[WHAT THIS TASK INVOLVES] After finding the line that contains "For every instance of the bird in", give again that line and each one following it, exactly, until the records end.

[RECORD EXCERPTS]
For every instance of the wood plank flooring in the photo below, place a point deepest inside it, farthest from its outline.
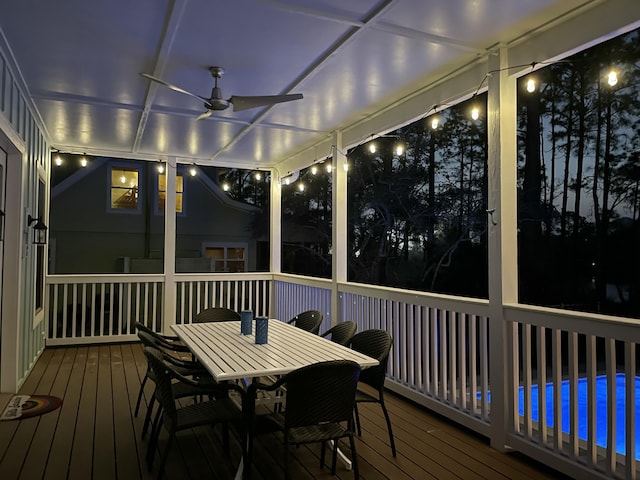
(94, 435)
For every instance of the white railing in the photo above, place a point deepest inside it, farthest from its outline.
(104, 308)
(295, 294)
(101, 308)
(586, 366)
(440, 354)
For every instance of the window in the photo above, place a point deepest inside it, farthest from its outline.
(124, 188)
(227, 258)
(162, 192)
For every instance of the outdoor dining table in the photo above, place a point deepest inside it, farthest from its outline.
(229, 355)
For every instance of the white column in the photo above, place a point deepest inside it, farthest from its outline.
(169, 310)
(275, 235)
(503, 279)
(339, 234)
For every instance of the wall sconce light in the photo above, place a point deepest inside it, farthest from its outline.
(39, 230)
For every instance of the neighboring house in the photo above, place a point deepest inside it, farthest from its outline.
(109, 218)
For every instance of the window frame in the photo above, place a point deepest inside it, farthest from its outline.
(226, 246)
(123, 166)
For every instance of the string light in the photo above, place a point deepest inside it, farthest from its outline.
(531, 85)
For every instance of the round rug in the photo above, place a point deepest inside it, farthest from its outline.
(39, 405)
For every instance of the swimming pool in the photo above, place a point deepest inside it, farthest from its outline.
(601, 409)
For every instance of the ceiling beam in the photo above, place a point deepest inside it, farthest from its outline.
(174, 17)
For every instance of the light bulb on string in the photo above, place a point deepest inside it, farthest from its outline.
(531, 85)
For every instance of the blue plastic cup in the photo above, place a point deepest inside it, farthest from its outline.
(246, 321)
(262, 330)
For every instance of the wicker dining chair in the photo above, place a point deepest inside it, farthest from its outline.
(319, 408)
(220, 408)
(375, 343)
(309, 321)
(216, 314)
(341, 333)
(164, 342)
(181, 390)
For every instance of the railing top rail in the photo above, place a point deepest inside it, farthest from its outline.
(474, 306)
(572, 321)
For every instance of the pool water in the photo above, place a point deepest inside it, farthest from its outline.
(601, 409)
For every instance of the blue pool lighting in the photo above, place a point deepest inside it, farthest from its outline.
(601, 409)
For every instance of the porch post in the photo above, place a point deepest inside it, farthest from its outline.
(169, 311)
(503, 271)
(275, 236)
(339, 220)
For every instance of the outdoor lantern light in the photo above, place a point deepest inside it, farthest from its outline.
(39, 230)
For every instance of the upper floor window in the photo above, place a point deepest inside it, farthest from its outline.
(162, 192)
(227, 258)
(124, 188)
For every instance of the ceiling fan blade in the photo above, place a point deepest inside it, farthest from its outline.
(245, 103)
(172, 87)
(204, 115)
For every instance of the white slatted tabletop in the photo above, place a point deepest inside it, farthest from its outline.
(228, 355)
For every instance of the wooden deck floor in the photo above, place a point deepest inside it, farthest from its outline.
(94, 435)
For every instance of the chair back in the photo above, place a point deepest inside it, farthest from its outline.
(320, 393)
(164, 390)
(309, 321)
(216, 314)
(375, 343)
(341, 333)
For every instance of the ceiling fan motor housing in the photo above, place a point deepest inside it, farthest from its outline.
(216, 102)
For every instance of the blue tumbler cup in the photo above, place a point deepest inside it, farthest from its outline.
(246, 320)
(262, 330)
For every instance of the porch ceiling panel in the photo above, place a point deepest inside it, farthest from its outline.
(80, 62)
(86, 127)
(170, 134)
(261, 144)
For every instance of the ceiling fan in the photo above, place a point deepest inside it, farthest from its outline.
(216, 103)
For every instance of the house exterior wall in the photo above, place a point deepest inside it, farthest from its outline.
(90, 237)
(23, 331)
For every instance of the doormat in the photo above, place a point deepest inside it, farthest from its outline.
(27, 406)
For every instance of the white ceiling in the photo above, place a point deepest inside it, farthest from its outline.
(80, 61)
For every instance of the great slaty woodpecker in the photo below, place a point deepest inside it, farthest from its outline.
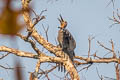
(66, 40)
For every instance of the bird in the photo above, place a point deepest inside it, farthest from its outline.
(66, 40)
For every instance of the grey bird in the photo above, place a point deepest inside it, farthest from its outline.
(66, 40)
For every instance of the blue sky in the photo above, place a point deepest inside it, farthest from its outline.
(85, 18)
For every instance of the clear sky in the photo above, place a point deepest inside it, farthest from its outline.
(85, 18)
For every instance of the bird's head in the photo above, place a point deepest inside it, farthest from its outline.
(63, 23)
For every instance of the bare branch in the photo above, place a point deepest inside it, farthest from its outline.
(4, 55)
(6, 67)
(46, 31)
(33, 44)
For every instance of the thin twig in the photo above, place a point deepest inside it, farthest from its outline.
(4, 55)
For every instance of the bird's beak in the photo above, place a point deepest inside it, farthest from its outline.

[EXPECTED ANSWER]
For every instance of the bird in the photo above, place a point deepest inside it, farthest from its outline.
(66, 40)
For every instance of the grey bird in the photo above, place a point deepest inside it, farthest from its outline.
(66, 40)
For every instance of the blue sky in the photo above, place a point deepest inside it, farthest from its outline.
(85, 18)
For every instance of the clear sky in the photo above, place a point deepest inside it, farthest from its outline.
(85, 18)
For every instance of the bird's head in the photo above, place a point deepest inside it, farthest from its outline.
(63, 23)
For every instance of the bare branch in the photo above, place a point deepest inside it, farthest from its outline.
(4, 55)
(6, 67)
(46, 31)
(33, 44)
For every instance of the thin twig in the photo above, place a point deepest inside it, farthest from its outline.
(4, 55)
For every instance of the bird's beak in the photo above, place a point deepest inside it, farthest from its outline.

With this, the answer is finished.